──────── TEXT PROVIDED

When most of us think about air pollution, we imagine smog emanating from cars, trucks, and power plants. But oceangoing ships are also a major source of pollution around the world, and according to a new study, they’re emitting toxic chemicals that can cause major health problems.
A team of German researchers from the University of Rostock has found that emissions from ships can be even more dangerous than emissions from cars and trucks, causing damage to cells in our bodies that can lead to serious diseases like lung cancer, heart problems, and diabetes. In a study published by the Public Library of Science earlier this month, the researchers said ship engines that burn heavy fuel oil, the cheapest and most common kind of ship fuel, emit heavy metals, hydrocarbons, and carcinogenic fine particles.
These substances have been connected with inflammation, the body’s natural response to pathogens that, over time, can lead to a wide range of chronic diseases. Exposure to pollution from heavy fuel oil can also encourage oxidative stress, a state in which the body is not able to fully counteract or detoxify the harmful presence of free radicals, and which can lead to everything from neurodegenerative diseases to cancer and gene mutations. Unfortunately, this cheap, dirty fuel is not the only culprit: The researchers also found that even the burning of diesel fuel, generally seen as a cleaner source of power, emits toxins that can change basic cellular functions in the body like energy and protein metabolism.
Exposure to shipping pollution takes a huge toll globally. In 2007, one study estimated that 60,000 deaths every year are related to particulate matter emissions from marine shipping, with most deaths occurring near coastlines in Europe, East Asia, and South Asia. Still, the United States isn’t exactly winning medals for clean ports, according to the Natural Resources Defense Council. In a 2004 report, the environmental advocacy group lamented that marine ports were among the country’s most poorly regulated sources of pollution, with the Port of Los Angeles emitting far more smog-forming pollutants than all the power plants in the Southern California region combined.
Since then, ports have taken some steps to curb emissions, in part by allowing ships to plug in to onshore power sources, rather than idling their engines. But overall, pollution regulations in the United States have focused more strongly on cleaning up our roads. The German researchers suggested that it may be time to re-evaluate our strategy. “Due to the substantial contribution of ship emissions to global pollution, ship emissions are the next logical target for improving air quality worldwide, particularly in coastal regions and harbour cities,” they wrote.

────────────────
──────── EXTRACTED DATA

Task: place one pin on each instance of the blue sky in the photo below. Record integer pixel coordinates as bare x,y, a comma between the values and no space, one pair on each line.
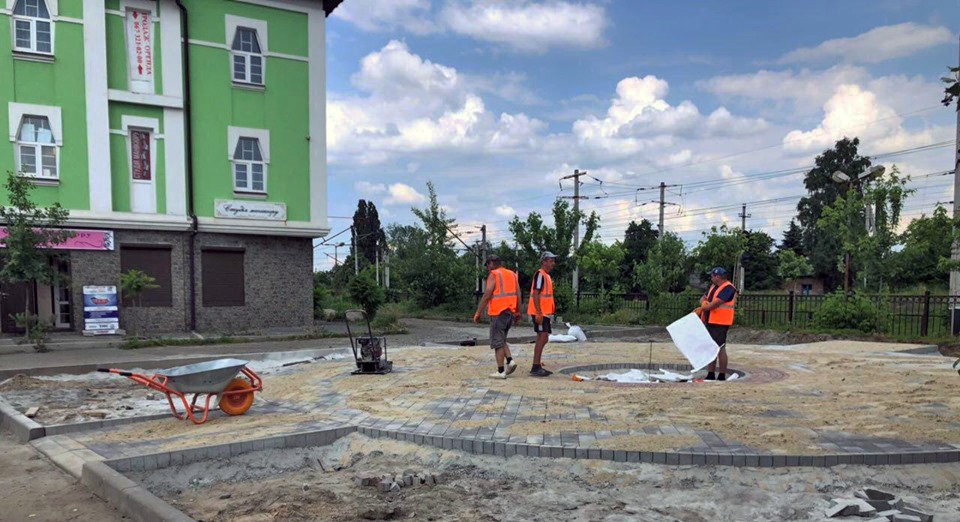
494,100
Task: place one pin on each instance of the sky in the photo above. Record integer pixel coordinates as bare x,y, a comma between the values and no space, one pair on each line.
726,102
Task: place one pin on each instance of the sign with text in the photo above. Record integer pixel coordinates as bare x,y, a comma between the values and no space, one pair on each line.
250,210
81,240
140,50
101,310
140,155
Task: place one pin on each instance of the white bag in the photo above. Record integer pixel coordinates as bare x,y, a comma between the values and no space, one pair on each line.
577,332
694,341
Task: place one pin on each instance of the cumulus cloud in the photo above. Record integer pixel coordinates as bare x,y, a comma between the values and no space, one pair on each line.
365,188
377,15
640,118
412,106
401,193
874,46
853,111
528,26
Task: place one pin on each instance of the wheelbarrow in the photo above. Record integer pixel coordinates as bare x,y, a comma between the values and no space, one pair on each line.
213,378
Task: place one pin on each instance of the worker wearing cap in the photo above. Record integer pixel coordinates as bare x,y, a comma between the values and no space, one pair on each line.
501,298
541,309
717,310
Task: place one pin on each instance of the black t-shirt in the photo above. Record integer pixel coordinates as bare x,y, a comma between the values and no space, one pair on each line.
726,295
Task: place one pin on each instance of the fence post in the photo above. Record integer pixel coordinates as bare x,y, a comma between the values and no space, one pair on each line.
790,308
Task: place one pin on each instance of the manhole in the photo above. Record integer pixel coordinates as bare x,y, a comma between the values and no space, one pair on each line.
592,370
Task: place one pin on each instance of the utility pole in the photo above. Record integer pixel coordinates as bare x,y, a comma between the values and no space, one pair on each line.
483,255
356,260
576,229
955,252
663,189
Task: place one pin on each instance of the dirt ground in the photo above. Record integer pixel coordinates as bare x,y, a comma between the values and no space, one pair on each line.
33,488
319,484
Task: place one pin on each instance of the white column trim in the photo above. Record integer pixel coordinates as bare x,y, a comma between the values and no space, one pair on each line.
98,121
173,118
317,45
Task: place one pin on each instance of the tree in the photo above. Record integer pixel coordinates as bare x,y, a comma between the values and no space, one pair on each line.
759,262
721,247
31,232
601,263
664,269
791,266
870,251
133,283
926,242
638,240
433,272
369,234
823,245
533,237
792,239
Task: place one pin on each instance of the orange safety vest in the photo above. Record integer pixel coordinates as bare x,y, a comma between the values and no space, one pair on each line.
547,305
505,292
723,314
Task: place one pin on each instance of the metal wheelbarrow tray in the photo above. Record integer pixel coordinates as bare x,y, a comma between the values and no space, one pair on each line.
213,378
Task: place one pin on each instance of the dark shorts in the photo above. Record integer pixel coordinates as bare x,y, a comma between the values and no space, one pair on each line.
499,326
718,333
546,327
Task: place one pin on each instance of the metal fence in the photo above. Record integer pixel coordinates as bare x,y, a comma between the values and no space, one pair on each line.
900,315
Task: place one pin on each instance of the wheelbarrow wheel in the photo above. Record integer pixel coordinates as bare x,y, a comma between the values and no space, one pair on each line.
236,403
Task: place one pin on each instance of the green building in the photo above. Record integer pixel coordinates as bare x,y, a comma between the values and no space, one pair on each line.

────────────────
──────── EXTRACTED DATA

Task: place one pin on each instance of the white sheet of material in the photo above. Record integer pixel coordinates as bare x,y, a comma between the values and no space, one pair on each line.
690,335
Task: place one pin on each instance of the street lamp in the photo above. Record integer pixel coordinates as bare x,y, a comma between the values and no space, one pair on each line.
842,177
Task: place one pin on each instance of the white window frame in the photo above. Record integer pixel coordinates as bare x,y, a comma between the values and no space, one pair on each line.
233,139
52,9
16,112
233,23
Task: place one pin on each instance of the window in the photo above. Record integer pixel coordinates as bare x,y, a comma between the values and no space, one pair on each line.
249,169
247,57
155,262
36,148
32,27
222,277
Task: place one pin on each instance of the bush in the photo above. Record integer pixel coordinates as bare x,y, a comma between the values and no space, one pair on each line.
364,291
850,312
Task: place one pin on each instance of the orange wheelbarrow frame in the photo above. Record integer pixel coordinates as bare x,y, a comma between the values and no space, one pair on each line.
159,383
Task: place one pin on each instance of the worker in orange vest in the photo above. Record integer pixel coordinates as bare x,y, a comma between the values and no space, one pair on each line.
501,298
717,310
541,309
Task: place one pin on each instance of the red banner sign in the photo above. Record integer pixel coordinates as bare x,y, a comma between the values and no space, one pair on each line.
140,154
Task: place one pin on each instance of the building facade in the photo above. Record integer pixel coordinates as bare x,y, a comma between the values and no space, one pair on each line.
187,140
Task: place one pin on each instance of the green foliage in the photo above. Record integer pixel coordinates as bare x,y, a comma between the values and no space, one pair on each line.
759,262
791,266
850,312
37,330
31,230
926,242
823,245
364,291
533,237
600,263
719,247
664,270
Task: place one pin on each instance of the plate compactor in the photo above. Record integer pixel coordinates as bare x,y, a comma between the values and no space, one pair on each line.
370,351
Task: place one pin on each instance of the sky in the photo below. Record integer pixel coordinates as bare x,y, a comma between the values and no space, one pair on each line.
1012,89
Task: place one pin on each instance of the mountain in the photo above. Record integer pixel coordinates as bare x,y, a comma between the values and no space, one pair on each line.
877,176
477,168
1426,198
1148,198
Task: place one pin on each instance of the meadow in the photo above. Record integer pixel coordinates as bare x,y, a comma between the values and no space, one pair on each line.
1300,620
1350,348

────────────────

■ **TASK A**: In the article on ship pollution, rewrite the passage from "When most of" up to and including "major health problems.", replacing "oceangoing ships" with "cargo vessels".
■ **TASK B**: Translate this sentence from the article on ship pollution into Spanish: "Exposure to shipping pollution takes a huge toll globally."

■ **PROBLEM SOLUTION A**:
When most of us think about air pollution, we imagine smog emanating from cars, trucks, and power plants. But cargo vessels are also a major source of pollution around the world, and according to a new study, they’re emitting toxic chemicals that can cause major health problems.

■ **PROBLEM SOLUTION B**: La exposición a la contaminación del transporte marítimo tiene un enorme costo a nivel mundial.